BRIEF
Copy every line of the entries that includes the word "flower".

DATA FOR THIS EXERCISE
-----

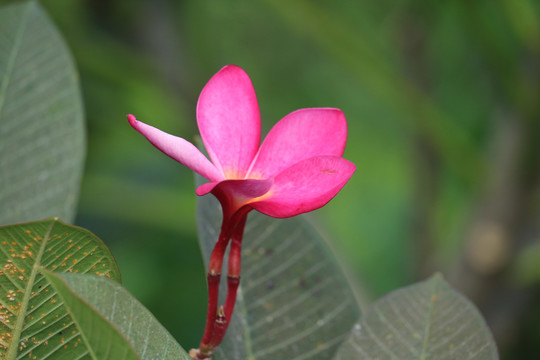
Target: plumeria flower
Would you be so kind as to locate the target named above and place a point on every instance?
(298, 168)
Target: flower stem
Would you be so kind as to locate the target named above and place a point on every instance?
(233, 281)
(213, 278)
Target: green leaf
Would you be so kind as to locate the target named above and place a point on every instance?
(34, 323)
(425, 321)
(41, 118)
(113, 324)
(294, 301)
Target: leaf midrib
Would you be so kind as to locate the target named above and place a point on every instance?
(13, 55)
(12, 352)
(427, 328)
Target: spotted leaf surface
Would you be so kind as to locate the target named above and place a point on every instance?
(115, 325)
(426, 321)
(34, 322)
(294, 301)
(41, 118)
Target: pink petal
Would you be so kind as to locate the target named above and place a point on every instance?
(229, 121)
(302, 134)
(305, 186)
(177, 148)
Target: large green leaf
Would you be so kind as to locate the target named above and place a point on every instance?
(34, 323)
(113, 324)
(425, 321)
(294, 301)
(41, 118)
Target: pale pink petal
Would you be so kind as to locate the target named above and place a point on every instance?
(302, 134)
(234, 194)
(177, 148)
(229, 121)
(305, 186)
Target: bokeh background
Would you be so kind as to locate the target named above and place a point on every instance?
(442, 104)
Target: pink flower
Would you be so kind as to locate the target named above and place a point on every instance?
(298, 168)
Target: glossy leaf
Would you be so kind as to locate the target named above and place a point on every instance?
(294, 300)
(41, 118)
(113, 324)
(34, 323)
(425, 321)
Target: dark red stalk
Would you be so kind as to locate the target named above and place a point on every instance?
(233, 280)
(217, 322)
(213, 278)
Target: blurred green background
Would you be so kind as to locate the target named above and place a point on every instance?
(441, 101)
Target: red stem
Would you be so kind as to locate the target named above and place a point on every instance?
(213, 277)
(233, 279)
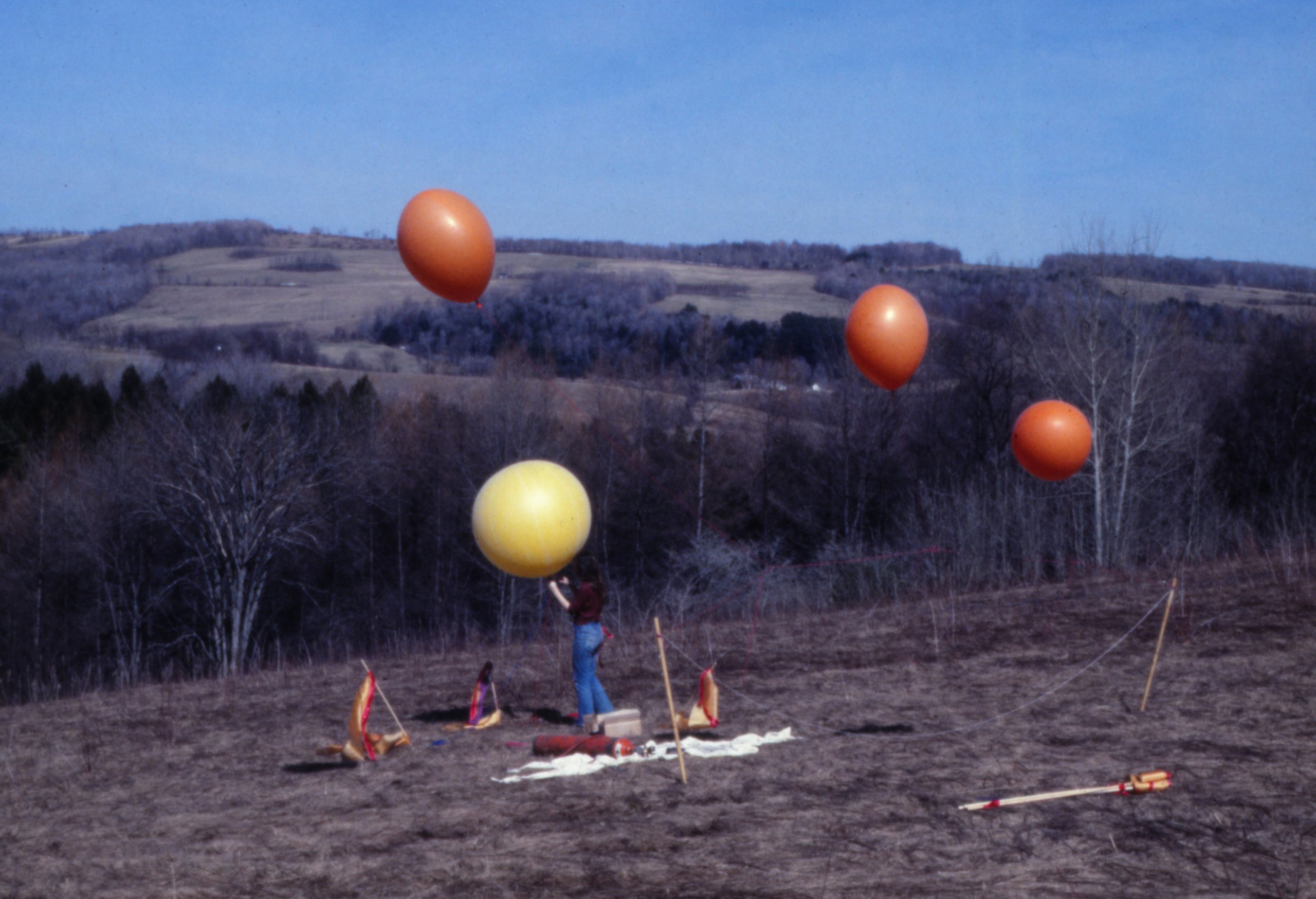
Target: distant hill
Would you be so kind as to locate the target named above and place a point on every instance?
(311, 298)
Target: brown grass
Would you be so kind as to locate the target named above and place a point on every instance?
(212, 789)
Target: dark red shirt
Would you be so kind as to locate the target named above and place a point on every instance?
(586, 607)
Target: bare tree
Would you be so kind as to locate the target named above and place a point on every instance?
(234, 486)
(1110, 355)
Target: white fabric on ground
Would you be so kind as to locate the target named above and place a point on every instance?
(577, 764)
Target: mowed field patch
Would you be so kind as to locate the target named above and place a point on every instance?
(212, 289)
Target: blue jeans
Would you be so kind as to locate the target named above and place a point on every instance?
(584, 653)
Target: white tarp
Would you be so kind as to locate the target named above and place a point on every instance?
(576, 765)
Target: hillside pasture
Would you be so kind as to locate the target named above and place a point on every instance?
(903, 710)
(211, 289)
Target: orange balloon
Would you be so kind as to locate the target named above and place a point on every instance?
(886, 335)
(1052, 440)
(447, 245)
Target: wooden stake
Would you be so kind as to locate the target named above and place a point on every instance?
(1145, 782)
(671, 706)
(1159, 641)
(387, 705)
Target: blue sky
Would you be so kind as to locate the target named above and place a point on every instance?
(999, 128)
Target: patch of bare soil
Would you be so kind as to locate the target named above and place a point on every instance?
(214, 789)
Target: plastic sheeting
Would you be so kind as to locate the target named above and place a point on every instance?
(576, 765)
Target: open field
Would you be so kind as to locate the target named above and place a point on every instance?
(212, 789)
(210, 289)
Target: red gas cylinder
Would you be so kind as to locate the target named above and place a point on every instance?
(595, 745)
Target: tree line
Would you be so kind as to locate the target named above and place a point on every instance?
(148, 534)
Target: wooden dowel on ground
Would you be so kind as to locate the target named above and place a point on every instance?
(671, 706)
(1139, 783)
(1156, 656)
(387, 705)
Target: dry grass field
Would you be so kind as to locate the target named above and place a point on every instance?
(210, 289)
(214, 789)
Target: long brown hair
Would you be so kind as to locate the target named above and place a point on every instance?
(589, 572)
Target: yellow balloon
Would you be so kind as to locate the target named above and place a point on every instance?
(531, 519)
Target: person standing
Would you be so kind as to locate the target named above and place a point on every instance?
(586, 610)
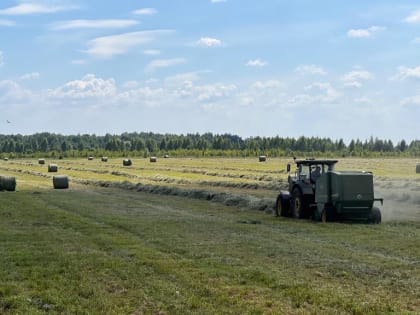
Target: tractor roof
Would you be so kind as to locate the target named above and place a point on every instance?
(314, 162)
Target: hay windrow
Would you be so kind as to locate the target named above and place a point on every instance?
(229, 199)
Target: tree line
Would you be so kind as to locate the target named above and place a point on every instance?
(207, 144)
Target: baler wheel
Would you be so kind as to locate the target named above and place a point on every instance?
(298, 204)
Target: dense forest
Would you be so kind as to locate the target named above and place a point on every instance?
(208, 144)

-----

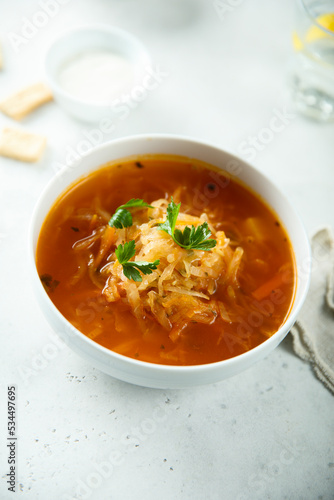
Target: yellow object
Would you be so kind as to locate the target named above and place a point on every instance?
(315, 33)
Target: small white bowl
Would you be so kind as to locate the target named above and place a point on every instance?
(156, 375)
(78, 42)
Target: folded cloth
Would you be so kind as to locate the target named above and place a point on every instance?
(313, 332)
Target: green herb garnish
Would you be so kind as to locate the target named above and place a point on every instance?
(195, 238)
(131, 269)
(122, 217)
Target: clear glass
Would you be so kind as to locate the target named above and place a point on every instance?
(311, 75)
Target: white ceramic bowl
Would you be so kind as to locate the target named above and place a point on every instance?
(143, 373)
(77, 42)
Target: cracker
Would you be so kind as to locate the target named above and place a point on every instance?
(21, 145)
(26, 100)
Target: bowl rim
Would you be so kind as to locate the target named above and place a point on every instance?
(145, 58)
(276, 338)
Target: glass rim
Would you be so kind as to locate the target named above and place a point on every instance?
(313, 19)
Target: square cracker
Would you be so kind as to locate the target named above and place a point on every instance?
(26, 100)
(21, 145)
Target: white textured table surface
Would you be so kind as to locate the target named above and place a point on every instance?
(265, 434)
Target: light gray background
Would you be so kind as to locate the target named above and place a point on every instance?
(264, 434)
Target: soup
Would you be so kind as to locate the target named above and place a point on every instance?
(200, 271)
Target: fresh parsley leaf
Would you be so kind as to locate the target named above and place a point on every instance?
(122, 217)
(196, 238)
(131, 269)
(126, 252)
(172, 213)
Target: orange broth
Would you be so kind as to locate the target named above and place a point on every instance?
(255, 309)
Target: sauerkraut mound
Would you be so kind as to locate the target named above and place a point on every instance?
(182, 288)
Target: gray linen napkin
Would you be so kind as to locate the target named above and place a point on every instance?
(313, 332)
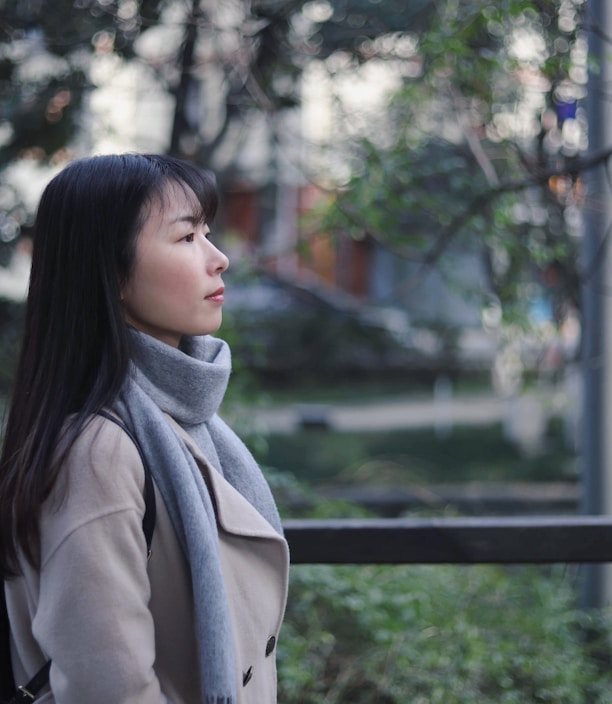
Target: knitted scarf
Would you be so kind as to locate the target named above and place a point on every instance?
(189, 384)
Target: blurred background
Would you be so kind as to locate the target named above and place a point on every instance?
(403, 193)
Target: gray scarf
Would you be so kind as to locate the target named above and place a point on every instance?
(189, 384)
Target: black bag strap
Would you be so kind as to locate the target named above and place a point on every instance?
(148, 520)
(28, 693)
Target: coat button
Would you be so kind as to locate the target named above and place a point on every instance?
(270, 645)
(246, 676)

-----

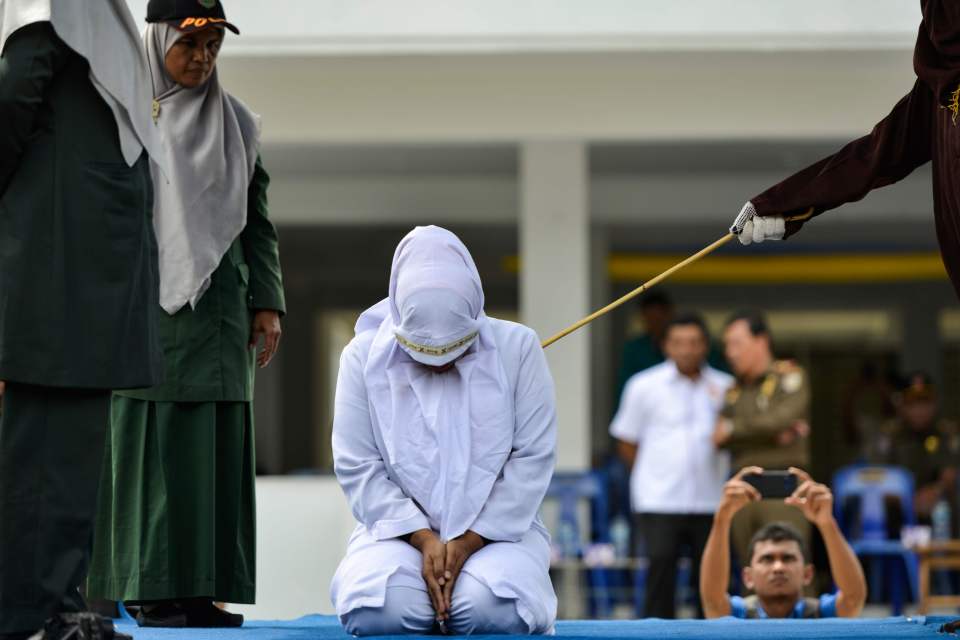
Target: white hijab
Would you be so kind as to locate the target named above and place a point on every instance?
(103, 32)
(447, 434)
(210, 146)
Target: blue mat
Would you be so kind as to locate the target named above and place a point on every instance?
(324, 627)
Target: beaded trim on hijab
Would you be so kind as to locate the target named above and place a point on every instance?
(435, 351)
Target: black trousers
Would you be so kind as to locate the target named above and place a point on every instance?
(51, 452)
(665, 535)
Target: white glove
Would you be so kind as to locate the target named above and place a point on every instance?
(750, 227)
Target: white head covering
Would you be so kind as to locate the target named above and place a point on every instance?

-----

RESULT BELOW
Target: plumeria flower
Target: flower stem
Target: pink flower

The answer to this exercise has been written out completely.